[AVAILABLE DATA]

+ + + + + + +

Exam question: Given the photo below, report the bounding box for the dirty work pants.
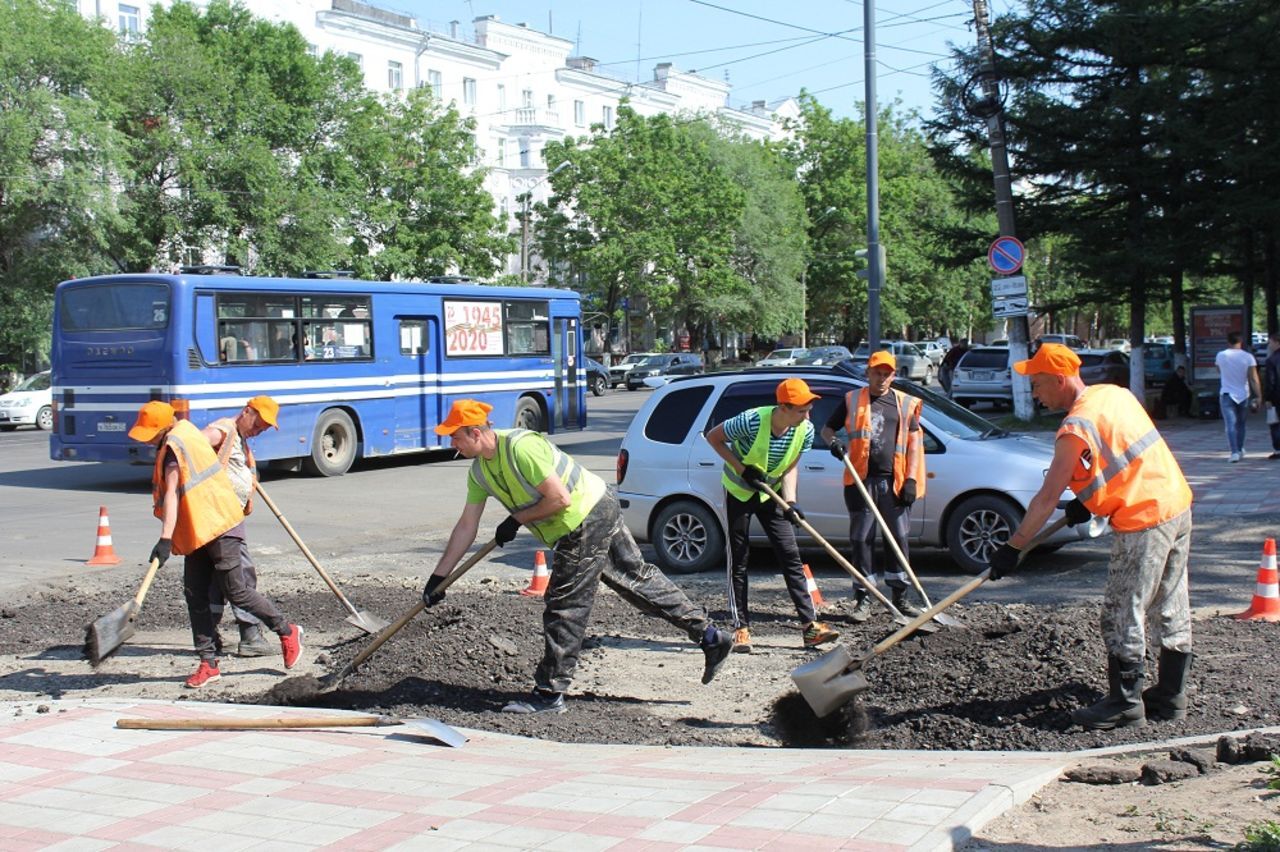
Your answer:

+ + + + + + +

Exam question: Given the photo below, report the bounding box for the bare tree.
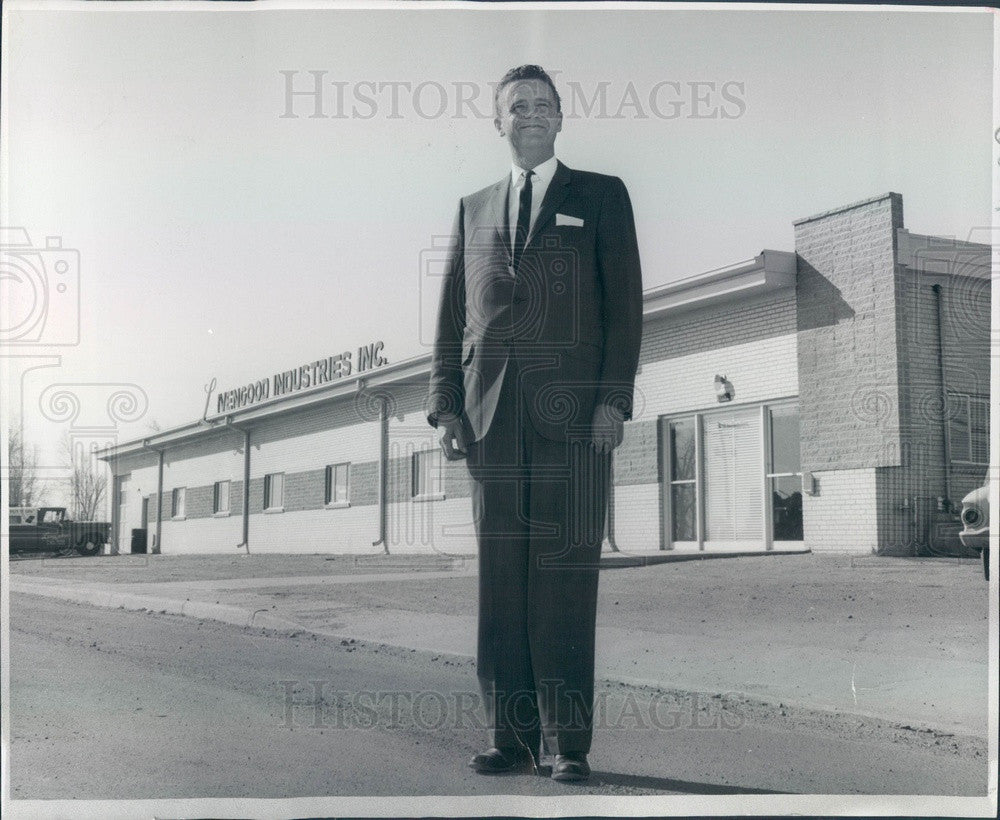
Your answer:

+ + + + + + +

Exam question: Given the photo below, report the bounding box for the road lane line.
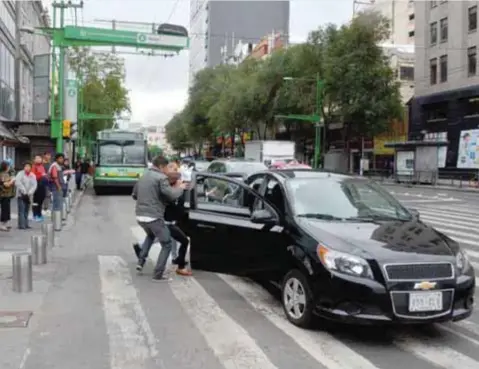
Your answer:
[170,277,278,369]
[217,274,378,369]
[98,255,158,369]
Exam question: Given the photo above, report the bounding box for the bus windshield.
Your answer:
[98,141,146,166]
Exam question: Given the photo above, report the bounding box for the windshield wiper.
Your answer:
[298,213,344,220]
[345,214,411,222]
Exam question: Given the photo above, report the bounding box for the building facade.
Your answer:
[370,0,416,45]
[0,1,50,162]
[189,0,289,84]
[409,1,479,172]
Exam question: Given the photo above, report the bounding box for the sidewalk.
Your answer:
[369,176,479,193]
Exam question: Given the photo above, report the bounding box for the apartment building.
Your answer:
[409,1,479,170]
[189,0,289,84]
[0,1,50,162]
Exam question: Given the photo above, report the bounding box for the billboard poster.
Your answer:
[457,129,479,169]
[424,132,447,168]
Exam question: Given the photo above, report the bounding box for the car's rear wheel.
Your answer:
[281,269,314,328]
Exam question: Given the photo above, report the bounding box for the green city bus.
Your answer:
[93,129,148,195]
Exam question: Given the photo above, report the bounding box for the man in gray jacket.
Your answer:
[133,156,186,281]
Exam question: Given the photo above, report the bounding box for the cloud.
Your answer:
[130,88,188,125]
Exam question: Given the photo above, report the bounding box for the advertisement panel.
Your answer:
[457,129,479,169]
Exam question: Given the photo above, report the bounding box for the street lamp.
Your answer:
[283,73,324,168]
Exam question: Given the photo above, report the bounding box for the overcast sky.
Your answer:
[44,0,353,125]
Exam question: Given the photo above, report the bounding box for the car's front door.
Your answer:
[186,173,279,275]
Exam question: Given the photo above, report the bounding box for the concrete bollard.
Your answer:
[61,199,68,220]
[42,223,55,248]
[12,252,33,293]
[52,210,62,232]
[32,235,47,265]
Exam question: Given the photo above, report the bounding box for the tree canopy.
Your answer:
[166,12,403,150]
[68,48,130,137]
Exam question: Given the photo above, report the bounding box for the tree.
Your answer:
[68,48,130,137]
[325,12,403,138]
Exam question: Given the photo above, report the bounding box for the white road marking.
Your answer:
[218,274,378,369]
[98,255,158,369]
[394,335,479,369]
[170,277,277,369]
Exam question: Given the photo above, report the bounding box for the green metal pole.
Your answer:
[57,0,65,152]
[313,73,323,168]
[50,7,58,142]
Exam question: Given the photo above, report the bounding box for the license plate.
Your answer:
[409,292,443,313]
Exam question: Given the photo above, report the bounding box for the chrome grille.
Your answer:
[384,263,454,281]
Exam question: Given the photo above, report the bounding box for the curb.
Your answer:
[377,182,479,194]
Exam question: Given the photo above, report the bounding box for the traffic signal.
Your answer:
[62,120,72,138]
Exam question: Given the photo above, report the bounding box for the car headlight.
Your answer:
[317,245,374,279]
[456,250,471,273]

+ + + + + + +

Find each line of the items above that contains the word "building" and copy it out in full. Treat uppercase and lowercase as different.

[RESPONSE TO THIS TASK]
Exam question: Given the photo above, report the bounding box for the building facade.
Exam question: Given the photo above, report the bounding box for the apartment building.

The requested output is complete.